▶ WHAT IS REQUIRED: Update the material below by changing every "thickest part" to "widest part" and leaving everything else unchanged.

▶ Extracted records:
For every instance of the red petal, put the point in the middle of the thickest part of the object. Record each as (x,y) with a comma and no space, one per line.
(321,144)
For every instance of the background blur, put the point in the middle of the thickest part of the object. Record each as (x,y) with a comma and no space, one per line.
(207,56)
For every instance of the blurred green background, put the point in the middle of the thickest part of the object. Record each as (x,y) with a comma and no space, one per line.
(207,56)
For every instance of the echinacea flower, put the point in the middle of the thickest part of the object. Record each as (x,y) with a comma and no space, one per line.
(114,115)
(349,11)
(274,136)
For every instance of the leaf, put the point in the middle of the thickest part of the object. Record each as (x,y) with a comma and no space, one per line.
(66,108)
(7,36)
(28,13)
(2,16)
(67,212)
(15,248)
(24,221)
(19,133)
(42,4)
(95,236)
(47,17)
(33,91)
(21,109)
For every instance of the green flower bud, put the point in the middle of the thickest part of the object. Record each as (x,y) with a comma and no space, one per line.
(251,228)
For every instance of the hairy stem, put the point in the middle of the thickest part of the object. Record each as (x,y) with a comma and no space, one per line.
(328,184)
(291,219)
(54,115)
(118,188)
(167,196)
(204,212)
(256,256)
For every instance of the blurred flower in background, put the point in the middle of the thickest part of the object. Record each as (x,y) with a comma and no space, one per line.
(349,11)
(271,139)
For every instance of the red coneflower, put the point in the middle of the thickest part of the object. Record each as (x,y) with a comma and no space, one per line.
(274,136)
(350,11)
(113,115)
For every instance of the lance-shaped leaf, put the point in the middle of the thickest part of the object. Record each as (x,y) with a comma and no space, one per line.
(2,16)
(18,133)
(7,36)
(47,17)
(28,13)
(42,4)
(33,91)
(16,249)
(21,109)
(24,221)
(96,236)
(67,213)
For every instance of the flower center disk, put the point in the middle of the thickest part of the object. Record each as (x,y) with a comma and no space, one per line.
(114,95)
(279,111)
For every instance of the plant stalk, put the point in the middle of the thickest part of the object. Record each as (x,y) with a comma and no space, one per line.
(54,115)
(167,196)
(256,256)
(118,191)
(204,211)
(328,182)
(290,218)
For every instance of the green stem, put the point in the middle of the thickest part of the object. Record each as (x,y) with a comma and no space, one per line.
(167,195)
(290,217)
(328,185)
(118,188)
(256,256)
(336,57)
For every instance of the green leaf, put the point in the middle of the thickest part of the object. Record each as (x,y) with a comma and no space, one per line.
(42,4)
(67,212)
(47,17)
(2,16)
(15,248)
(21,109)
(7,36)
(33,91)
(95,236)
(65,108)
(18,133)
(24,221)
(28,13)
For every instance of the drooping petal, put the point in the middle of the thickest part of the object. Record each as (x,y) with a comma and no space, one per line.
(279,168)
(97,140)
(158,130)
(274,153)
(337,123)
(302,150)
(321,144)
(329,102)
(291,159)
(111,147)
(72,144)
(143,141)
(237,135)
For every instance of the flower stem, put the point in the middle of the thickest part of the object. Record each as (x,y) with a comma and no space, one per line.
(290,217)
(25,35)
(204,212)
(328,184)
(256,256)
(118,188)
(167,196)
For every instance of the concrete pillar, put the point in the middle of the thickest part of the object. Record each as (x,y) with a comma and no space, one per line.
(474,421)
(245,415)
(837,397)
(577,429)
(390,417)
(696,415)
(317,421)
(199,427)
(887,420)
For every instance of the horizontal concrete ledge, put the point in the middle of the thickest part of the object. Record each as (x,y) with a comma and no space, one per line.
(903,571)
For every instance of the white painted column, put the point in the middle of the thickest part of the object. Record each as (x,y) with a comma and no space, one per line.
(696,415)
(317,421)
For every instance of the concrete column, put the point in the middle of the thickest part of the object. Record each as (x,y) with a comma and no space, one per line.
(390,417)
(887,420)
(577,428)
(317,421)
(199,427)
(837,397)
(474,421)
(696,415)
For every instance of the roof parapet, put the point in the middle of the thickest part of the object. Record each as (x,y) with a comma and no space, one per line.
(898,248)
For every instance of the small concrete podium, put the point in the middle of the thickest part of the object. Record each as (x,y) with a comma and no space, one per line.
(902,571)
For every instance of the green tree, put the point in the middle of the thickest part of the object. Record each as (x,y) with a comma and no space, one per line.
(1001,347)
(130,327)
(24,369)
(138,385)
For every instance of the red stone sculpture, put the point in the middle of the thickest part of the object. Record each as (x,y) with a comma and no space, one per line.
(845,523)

▶ FULL ANSWER:
For every instance of the red petal, put the point in the middle of the widest part of the object. Record each as (x,y) with a comma and no space, one per line.
(321,144)
For every instance of the background blur, put the point in the middle of the widest part of the object. Record each as (x,y) with a comma and no space, one per line.
(207,56)
For every instance of the blurred green background, put the point in the middle of the widest part of the object. Record each as (x,y) with a comma and no space, one per line.
(207,56)
For every instance of the echinacea flower, put the point in the middle of the widest part of the object. Record each as (x,y) with a comma and no space, one per line.
(114,115)
(349,11)
(274,136)
For every instance of the leaf, put the point in the middle of the widest part of the object. Record each as (x,y) with a comma and no space, one per line.
(66,108)
(7,36)
(28,13)
(2,16)
(67,212)
(15,248)
(24,221)
(19,133)
(42,4)
(95,236)
(47,17)
(33,91)
(21,109)
For every instance of the green flower bud, put the point in the middle of the widest part of the object. Record each as (x,y) with a comma and no space, one per line.
(251,228)
For every instance of the hairy stem, put the point in the middle of the widest part of the object. Record each as (x,y) with a comma and no space, one per line.
(328,184)
(291,219)
(54,115)
(118,188)
(167,196)
(204,212)
(256,256)
For every instance of the blurred flower in background, put the point in the middle of the widest part of the object. Record each as (x,y) with a comma and no space, one per line.
(349,11)
(271,139)
For every instance of the red coneflower, put the point in the middle of the widest part of the object. Record each as (x,y) with a comma and no space, one per line.
(274,136)
(350,11)
(113,115)
For every instance of the lance-shaped leaf, put the point in the middle of the widest part of the object. Record each as (x,y) with a comma and no space, one per line.
(2,16)
(18,133)
(7,36)
(47,17)
(28,13)
(42,4)
(33,91)
(16,249)
(21,109)
(24,221)
(96,236)
(67,213)
For every instance of the flower center disk, put the point in the middle of the widest part of the object. Record each as (x,y) with a comma and no space, one per line.
(114,95)
(279,111)
For every instance of the plant stalk, put the point in the middle of the widest part of the object. Record each as (x,y) with a comma and no space, one per line.
(54,115)
(167,196)
(256,256)
(118,191)
(204,211)
(328,182)
(290,218)
For every instance of the green stem, put the point in the middle of the widest part of the object. Record each as (x,y) with a comma and no space, one per line.
(167,195)
(290,217)
(328,185)
(118,188)
(256,256)
(336,57)
For every instance of the green leaf, put the point in the middle of the widest part of the object. Record each as (x,y) with a comma and no space, one per line.
(42,4)
(67,212)
(47,17)
(2,16)
(15,248)
(21,109)
(7,36)
(33,91)
(95,236)
(65,108)
(18,133)
(24,221)
(28,13)
For every instance of the drooping petal, put the point in the middle of the widest part of the object. Record each as (x,y) with a comma and no space, one per line.
(279,168)
(97,140)
(158,130)
(274,153)
(337,123)
(302,150)
(321,144)
(329,102)
(291,159)
(111,147)
(72,144)
(143,141)
(237,135)
For every instance of the flower stem, put the point in the middle of the widest part of the object. Record each as (x,y) with a comma and no space, one per line.
(290,217)
(25,35)
(204,212)
(328,184)
(256,256)
(118,188)
(167,196)
For every instance of the concrete pillar, put the point in the middle of the widest part of the object. Record each as (x,y) with a comma and no space, one per line.
(474,421)
(245,415)
(837,397)
(577,429)
(390,417)
(696,415)
(317,421)
(199,427)
(887,420)
For every instance of the horizontal concrete ledge, put the point in the middle of the widest part of the object. Record each as (x,y) with a comma and no space, one per line.
(903,571)
For every instance of the white painted column, put the point in the middle of the widest part of the object. Record each as (x,y) with a comma and no space, one per line.
(696,415)
(317,421)
For every instance of the concrete column, put the point in the middle of the widest part of the object. Record each as (x,y) with a comma and no space, one per line.
(390,417)
(887,420)
(577,428)
(317,421)
(199,427)
(837,397)
(474,421)
(696,415)
For every instance of the roof parapet, put the point in the middle of the widest part of the object. Record each as (x,y) with a comma and no space, one per line.
(898,248)
For every instance of the small concrete podium, put the point in the middle of the widest part of the object. Record each as (x,y) with a comma and no space, one per line.
(902,571)
For every instance of the green tree, put the point in the middle of the widest part of the object. Record each as (x,y) with a comma and no space, one per line.
(1001,347)
(130,327)
(24,369)
(138,385)
For every instance of the red stone sculpture, put the point in the middle of the widest part of the object. Record each as (x,y) with a comma and no space, one per line.
(845,523)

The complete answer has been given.